Recorded data |
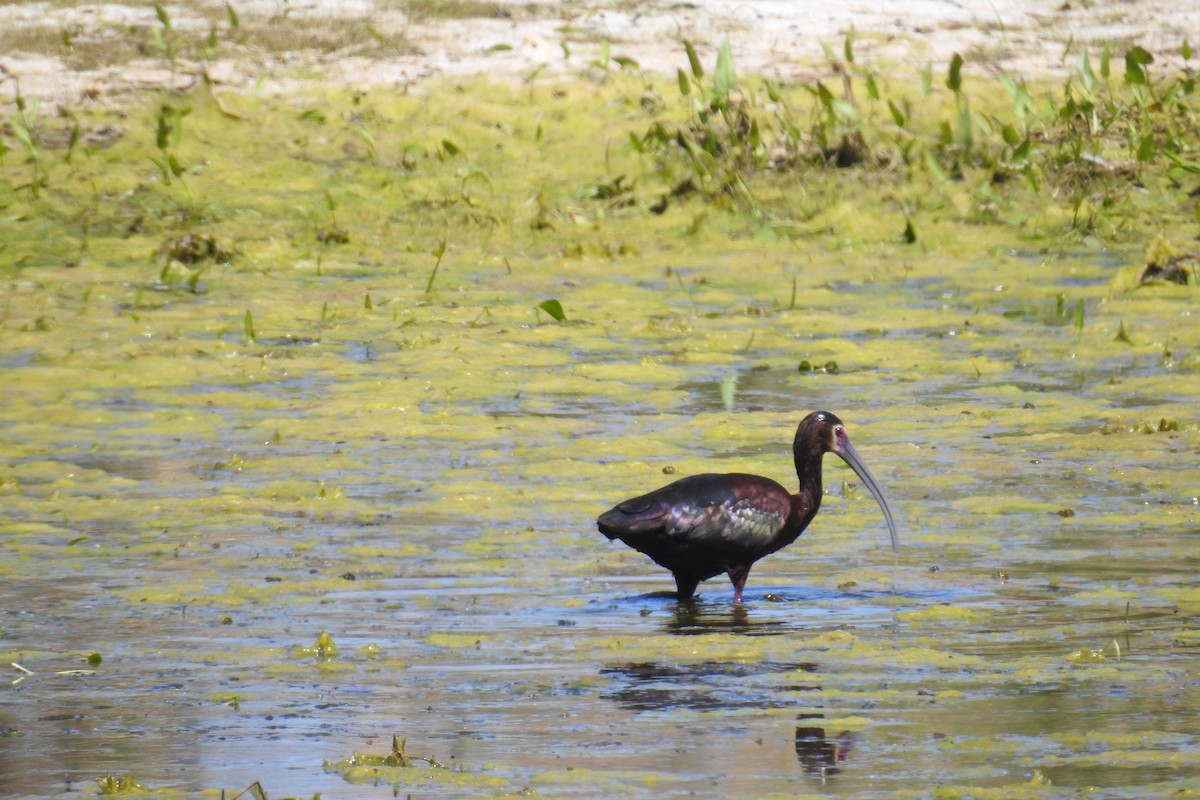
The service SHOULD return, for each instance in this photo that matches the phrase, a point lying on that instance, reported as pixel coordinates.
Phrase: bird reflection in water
(820, 756)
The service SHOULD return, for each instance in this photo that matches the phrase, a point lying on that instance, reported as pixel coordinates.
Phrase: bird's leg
(685, 585)
(738, 576)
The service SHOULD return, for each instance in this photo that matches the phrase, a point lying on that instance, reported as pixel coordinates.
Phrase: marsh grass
(1084, 146)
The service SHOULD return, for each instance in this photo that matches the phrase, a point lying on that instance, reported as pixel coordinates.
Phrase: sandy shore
(773, 37)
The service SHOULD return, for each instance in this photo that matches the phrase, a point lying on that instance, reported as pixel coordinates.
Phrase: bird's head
(822, 432)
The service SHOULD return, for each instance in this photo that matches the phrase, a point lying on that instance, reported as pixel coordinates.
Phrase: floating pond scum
(311, 396)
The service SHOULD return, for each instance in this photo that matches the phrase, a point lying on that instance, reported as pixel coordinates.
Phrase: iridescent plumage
(707, 524)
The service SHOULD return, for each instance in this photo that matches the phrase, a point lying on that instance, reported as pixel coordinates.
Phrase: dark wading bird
(703, 525)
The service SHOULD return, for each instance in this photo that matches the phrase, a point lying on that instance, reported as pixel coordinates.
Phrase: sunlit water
(419, 477)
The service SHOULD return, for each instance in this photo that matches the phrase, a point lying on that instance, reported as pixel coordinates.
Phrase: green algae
(449, 449)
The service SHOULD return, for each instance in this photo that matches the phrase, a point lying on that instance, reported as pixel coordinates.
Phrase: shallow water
(419, 475)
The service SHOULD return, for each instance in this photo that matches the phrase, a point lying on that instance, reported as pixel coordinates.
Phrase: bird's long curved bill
(850, 456)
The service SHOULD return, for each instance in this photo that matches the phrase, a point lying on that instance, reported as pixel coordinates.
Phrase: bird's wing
(729, 521)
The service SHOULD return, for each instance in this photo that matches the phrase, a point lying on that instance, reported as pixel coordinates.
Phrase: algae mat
(313, 385)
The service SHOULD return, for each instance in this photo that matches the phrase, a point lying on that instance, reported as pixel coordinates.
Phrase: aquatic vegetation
(1081, 154)
(372, 359)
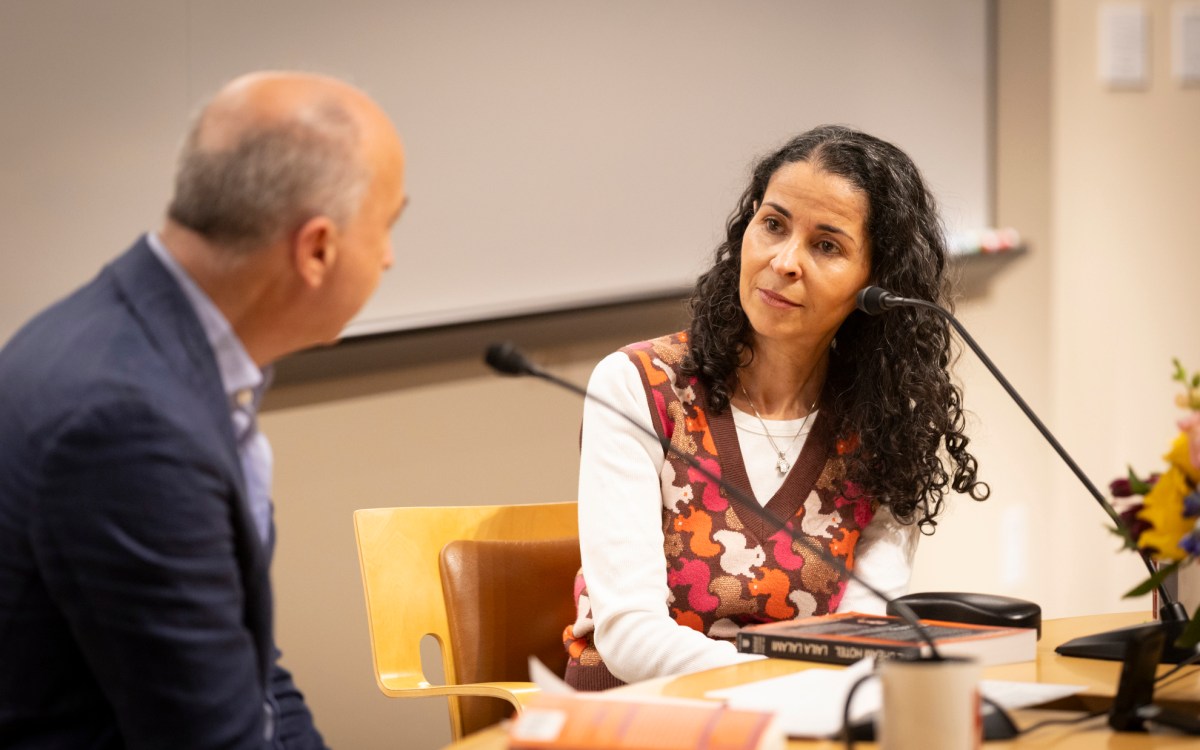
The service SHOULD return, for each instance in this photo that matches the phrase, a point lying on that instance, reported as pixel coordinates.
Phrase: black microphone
(874, 300)
(1110, 646)
(507, 359)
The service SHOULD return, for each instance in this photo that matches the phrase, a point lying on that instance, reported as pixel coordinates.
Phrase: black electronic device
(975, 609)
(1111, 645)
(1134, 703)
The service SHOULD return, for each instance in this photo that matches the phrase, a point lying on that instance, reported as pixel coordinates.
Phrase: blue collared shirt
(244, 384)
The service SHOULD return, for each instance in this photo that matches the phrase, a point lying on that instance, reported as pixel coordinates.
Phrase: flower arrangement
(1162, 511)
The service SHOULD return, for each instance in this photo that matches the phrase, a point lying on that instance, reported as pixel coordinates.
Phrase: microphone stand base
(1111, 646)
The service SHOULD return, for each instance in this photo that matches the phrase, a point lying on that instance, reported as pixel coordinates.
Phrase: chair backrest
(505, 601)
(399, 553)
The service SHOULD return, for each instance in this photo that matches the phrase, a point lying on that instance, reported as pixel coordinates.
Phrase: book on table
(846, 637)
(599, 721)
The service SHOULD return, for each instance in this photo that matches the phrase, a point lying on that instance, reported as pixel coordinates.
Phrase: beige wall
(1103, 185)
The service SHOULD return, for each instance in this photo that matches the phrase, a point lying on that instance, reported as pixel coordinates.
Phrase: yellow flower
(1163, 505)
(1181, 456)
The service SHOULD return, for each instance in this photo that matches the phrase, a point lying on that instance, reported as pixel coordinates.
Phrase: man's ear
(315, 250)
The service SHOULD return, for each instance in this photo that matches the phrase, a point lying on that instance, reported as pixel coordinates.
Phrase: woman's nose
(787, 261)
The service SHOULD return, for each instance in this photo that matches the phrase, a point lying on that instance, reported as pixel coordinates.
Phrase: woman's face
(804, 256)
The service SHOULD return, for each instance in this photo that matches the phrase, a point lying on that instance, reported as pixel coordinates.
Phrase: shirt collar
(243, 381)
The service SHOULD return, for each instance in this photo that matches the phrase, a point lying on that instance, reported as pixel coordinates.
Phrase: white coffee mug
(931, 705)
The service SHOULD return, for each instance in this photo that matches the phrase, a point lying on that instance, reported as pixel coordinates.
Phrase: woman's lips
(777, 300)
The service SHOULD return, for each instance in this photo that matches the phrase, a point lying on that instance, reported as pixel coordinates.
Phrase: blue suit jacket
(135, 600)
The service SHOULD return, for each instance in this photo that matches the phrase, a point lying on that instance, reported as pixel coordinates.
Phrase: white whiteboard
(561, 154)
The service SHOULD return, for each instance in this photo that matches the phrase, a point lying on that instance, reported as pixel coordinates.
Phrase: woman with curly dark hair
(845, 427)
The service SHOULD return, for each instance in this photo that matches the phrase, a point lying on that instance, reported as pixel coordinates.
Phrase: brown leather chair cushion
(505, 601)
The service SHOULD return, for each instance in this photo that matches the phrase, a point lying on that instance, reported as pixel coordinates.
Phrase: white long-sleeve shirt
(621, 533)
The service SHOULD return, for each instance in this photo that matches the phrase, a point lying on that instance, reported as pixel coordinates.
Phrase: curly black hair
(888, 382)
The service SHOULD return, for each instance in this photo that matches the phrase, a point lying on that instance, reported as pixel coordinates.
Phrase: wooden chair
(496, 588)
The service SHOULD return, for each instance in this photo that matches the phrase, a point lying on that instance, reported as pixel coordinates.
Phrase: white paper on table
(809, 703)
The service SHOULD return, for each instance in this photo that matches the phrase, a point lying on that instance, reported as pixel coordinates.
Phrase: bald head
(273, 150)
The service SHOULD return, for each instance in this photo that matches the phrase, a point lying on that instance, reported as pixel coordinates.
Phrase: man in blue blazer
(135, 507)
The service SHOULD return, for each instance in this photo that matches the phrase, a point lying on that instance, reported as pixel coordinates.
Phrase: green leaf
(1152, 582)
(1191, 635)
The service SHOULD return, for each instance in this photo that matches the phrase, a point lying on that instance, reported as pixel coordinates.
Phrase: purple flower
(1132, 522)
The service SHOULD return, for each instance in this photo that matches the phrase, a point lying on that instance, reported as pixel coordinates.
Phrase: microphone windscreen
(505, 358)
(873, 300)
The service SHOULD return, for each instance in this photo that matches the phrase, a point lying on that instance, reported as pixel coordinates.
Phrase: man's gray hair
(271, 179)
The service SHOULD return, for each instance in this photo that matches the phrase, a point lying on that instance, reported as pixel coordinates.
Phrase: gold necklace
(783, 466)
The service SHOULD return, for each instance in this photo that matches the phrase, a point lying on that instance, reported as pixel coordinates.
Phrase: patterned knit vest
(726, 565)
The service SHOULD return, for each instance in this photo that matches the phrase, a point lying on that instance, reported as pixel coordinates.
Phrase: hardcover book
(849, 636)
(599, 721)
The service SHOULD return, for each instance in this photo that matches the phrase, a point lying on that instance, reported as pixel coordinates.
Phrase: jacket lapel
(168, 321)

Your instructions | Give all the lines above again, character for character, without pictures.

Result |
The service SHOULD return, for each instance in this photo that matches the phrase, a point lying on that instance, reported as pixel coordinates.
Phrase: bird reflection in water
(820, 756)
The service SHOULD return, for each instance in this photo that matches the phrase, a point lying on that instance, reported as pixel coordinates.
Phrase: bird's leg
(685, 585)
(738, 576)
The service SHOULD return, for each instance in this photo that matches the phrase, a point lying on that instance, reported as pixel coordinates.
Phrase: marsh grass
(1084, 146)
The service SHOULD return, for each instance in this photo that matches the phrase, a point lying on that instance, reported as pixel coordinates.
Phrase: sandy shore
(773, 37)
The service SHOULD return, for each instance in this photo that matches the phrase, a point lying on that instance, reported as pixel coordinates.
Phrase: bird's head
(822, 432)
The service SHOULD return, for each instance in this photo that matches the phrase, a point lying on that instance, reported as pixel coordinates.
Phrase: floating pond scum
(311, 396)
The service SHOULD return, for each instance in this photo that matches the phrase, a point lying on that instance, reported as pixel coordinates.
Phrase: iridescent plumage
(707, 524)
The service SHOULD return, for each instance in this photo that matches the phrase, a point lying on that instance, reported as pixel coordinates.
Phrase: dark wading bird
(703, 525)
The service SHOULD return, for each instance in this photo that matches the phrase, a point lying on that instance, reported as pixel coordinates.
Phrase: sunlit water
(419, 477)
The service SHOULD return, for each instance in this photo that matches the phrase, a point lying on that instance, reported as pixel coordinates.
Phrase: green algae
(449, 449)
The service SHOULD return, for each instance in this photo that matches the phrase, a point lying on that instance, reported as pixel coordinates.
Phrase: shallow water
(419, 475)
The service SHOULD return, for each instance in this photo that matches the phrase, a point lying on that instance, reported as pixel coordinates.
Phrase: bird's long curved bill
(850, 456)
The service SHOULD return, for each instance in this photo that matches the phrase, a point lying on that instance, reported as pixel coordinates.
Phrase: bird's wing
(729, 521)
The service SHOULD return, for each instance in this photo that matches the phrase, a point lying on that instance, reported as pixel coordinates.
Phrase: algae mat
(313, 385)
The service SHOULD return, for each instance in this photo that matches the phrase, a point lying on that instance, reported as pixel coordinates.
Phrase: aquatic vegetation
(1081, 154)
(372, 359)
The service SHOULD return, for each instance in this photo that matches the phrase, a point lying on that instance, reported as pixel coordinates.
Phrase: black microphone
(874, 300)
(1110, 646)
(507, 359)
The service SHOULD return, for each instance in this photo that matches the phrase, a point lying on that instance, reported as pixel coordinates.
Phrase: black electronic device
(975, 609)
(1111, 645)
(1134, 703)
The service SHOULD return, for each instance in this photo that matches the phrase, a point lying on that instance, reported as pixel coordinates.
Phrase: blue collared shirt
(244, 384)
The service SHOULD return, for each instance in this photo that matches the phrase, a point lying on that instance, reported as pixel coordinates.
Phrase: flower arrangement
(1162, 511)
The service SHOULD return, for each instance in this photo that matches the phrase, a point lying on that instance, reported as pixel coordinates.
Phrase: microphone stand base
(1111, 646)
The service SHOULD return, for each instance in this photo that matches the phrase, a point lying on that instance, reported as pixel coordinates.
Phrase: chair backrest
(505, 601)
(399, 553)
The service SHOULD return, for each instance in this photo that matches the phrase, a point lying on that instance, reported as pixel coordinates.
Phrase: book on table
(846, 637)
(599, 721)
The service SHOULD return, for each instance in this photo that matches the phrase, a point lying on that instance, reported as pixel coordinates.
Phrase: beige wall
(1103, 185)
The service SHOULD return, for each instance in this photo that matches the phrase, a point lying on that instance, reported as pixel coordinates.
Phrase: yellow flower
(1163, 505)
(1181, 456)
The service SHOULD return, for each instance in this photo that matches the phrase, a point lying on that instance, reported as pixel coordinates.
Phrase: man's ear
(315, 250)
The service SHOULD return, for each instance in this photo that matches the phrase, a point lying on that instance, reported as pixel coordinates.
Phrase: woman's nose
(787, 261)
The service SHOULD return, for each instance in this photo that matches the phrase, a point lying on that instance, reported as pixel coordinates.
Phrase: woman's face
(804, 256)
The service SHOULD return, for each instance in this photo that matches the phrase, a point lying on that instance, reported as pixel coordinates.
Phrase: shirt collar
(243, 381)
The service SHOULD return, for each instance in this photo that matches the phrase, a point lying on that instance, reported as pixel coordinates.
Phrase: white coffee mug
(931, 705)
The service SHOULD return, for each instance in this photo that matches the phrase, a point lying on that instance, reported as pixel coordinates.
Phrase: woman's lips
(777, 300)
The service SHOULD return, for each instance in this photo that matches the phrase, a point lying on that instance, reported as pixel coordinates.
Phrase: blue suit jacket
(135, 600)
The service SHOULD return, for each instance in this photo that matches the phrase, a point lying on that instance, reported as pixel coordinates.
Phrase: white whiteboard
(561, 154)
The service SHOULD return, for each instance in this photo that matches the phrase, a point lying on that instance, reported as pixel coordinates.
Phrase: woman with curly dark hair
(845, 427)
The service SHOULD return, for each instance in this photo that matches the phrase, a point lying on that instance, reported as pixel coordinates.
Phrase: brown leather chair cushion
(505, 601)
The service SHOULD return, for each instance in this photo that matches the phrase, a point lying on that instance, reported as pixel coordinates.
Phrase: white long-sleeve shirt
(621, 533)
The service SHOULD return, for each instance in this photo that matches the phrase, a point lying on that instance, reported as pixel coordinates.
Phrase: curly black hair
(888, 382)
The service SHOULD return, for each instance in this photo that matches the phrase, a point lying on that instance, reported as pixel coordinates.
Phrase: wooden chair
(496, 588)
The service SHOULD return, for each instance in this photo that matches the phrase, a point lying on that instance, reported as pixel coordinates.
Phrase: white paper on table
(809, 703)
The service SHOULD return, for each instance in this photo that matches the phrase, a point lying on that instance, reported as pixel coordinates.
Phrase: bald head
(273, 150)
The service SHOULD return, for each instance in this photo that matches the phrase, a point lying on that instance, reported as pixel coordinates.
Phrase: man in blue blazer
(135, 507)
The service SHOULD return, for each instance in this photo that matches the phrase, a point lying on that instance, reported as pixel coordinates.
Phrase: green leaf
(1152, 582)
(1191, 635)
The service SHOULD return, for each instance in this photo that matches the phrase, a point lying on that instance, reported as pixel coordinates.
Phrase: purple flower
(1132, 522)
The service SHOULD return, for each instance in this photo that matches the phrase, a point lying on that instance, reported as pixel coordinates.
Phrase: microphone windscreen
(505, 358)
(873, 300)
The service SHOULD return, for each instance in this photo that matches the phrase, a point lying on that instance, reported as pixel coordinates.
Phrase: man's gray hair
(271, 179)
The service SHOULD return, for each instance in this photo that matches the phrase, a point lying on that instance, reported as pixel coordinates.
Phrase: gold necklace
(783, 466)
The service SHOULD return, for each instance in this photo that matches the phrase, a point lying on that instance, reported as pixel coordinates.
Phrase: patterned knit vest
(726, 565)
The service SHOULD return, for each instance in this photo that matches the phrase, a point lying on that instance, reported as pixel coordinates.
Phrase: hardcover book
(849, 636)
(599, 721)
The service SHOULD return, for each instance in this photo that matches the phrase, a point lying on that instance, reported as pixel coordinates.
Phrase: jacket lapel
(168, 321)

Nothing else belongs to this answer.